What is being asked.
Below are the records; give again exactly the lines that run from the one with "Run the detector on the photograph above to find the potted" through the last line.

Available data.
....................

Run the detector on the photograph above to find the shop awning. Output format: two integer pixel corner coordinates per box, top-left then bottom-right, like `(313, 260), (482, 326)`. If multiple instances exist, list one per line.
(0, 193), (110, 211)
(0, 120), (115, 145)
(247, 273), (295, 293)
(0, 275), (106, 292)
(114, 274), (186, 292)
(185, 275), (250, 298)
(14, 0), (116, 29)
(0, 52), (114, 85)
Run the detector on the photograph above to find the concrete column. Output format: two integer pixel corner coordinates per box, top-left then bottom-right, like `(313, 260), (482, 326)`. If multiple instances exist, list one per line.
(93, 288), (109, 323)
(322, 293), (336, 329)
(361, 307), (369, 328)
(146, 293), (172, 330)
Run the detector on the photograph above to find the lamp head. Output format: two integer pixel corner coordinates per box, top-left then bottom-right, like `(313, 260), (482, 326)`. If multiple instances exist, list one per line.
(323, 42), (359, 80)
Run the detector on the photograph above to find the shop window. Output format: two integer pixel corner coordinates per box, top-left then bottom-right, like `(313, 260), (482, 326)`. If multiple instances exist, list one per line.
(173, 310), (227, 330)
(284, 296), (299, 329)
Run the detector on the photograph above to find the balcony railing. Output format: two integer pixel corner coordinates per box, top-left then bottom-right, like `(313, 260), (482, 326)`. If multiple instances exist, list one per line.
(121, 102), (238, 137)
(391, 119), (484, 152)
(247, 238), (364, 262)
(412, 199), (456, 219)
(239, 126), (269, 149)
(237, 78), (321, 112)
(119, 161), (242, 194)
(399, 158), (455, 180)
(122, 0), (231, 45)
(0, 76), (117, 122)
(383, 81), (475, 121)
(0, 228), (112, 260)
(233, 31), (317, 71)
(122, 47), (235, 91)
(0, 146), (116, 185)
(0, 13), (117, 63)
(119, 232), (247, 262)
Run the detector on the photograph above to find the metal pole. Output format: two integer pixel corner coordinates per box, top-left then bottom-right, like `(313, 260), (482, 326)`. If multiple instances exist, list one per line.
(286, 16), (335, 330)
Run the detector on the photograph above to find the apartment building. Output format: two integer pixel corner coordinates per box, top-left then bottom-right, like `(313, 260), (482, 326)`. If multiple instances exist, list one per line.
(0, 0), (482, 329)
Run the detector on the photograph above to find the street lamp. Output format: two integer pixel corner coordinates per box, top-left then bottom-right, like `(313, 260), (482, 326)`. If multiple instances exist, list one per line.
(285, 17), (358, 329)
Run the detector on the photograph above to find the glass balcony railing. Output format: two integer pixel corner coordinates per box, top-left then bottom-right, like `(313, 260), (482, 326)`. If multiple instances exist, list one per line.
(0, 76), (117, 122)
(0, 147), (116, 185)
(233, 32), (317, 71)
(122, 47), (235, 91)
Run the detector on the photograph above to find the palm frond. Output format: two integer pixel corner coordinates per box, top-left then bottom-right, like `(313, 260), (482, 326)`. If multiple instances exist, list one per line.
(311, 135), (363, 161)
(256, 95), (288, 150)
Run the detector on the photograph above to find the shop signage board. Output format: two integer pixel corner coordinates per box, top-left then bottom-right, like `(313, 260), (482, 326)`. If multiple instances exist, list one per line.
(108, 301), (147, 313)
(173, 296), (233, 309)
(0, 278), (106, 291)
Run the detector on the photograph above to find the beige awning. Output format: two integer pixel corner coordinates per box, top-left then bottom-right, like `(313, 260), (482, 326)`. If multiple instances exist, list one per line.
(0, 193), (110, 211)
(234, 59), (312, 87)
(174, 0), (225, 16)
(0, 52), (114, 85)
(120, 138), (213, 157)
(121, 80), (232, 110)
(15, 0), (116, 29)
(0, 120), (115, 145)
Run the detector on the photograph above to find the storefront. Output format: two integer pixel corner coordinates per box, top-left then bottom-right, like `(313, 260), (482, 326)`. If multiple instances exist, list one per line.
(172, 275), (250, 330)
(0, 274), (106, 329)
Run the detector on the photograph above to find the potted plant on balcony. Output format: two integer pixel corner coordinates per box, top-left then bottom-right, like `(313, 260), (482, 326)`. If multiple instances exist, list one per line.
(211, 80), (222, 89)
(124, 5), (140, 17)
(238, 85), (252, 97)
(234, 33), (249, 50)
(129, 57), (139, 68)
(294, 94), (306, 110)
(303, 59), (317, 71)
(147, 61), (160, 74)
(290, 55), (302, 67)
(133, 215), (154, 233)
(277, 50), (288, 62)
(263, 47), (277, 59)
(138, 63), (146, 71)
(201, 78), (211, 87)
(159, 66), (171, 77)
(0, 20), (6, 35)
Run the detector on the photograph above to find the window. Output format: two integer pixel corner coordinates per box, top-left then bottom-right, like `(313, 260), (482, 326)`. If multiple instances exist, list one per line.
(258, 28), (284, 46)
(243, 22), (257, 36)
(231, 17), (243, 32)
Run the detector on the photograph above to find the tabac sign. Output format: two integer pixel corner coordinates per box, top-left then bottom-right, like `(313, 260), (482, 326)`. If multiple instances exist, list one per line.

....................

Result below.
Run the detector on the photograph above to find the potted plant on balcony. Output format: two integer pixel corner coordinates per box, top-left then bottom-right, like `(313, 260), (482, 326)`. If multiple instances exist, list one per line.
(211, 80), (222, 89)
(124, 5), (140, 17)
(238, 85), (252, 97)
(234, 33), (249, 50)
(129, 57), (139, 68)
(294, 94), (306, 110)
(303, 59), (317, 71)
(147, 61), (160, 74)
(290, 55), (302, 67)
(133, 215), (154, 233)
(277, 50), (288, 62)
(263, 47), (277, 59)
(138, 63), (146, 71)
(201, 78), (211, 87)
(159, 66), (171, 77)
(0, 20), (6, 35)
Run the detector on the photograph above to find the window. Output format: two integer pixel corner coordinates per box, top-left then bottom-right, like `(313, 260), (482, 326)`. If multiple instances exist, list one per line.
(258, 28), (284, 46)
(243, 22), (257, 36)
(231, 17), (243, 32)
Run the detector on the photograph above to find the tabac sign. Output format: two integer pixel corner coordinates per box, top-left then bottom-right, like `(313, 260), (482, 326)`. If multiple instances exist, list one per line.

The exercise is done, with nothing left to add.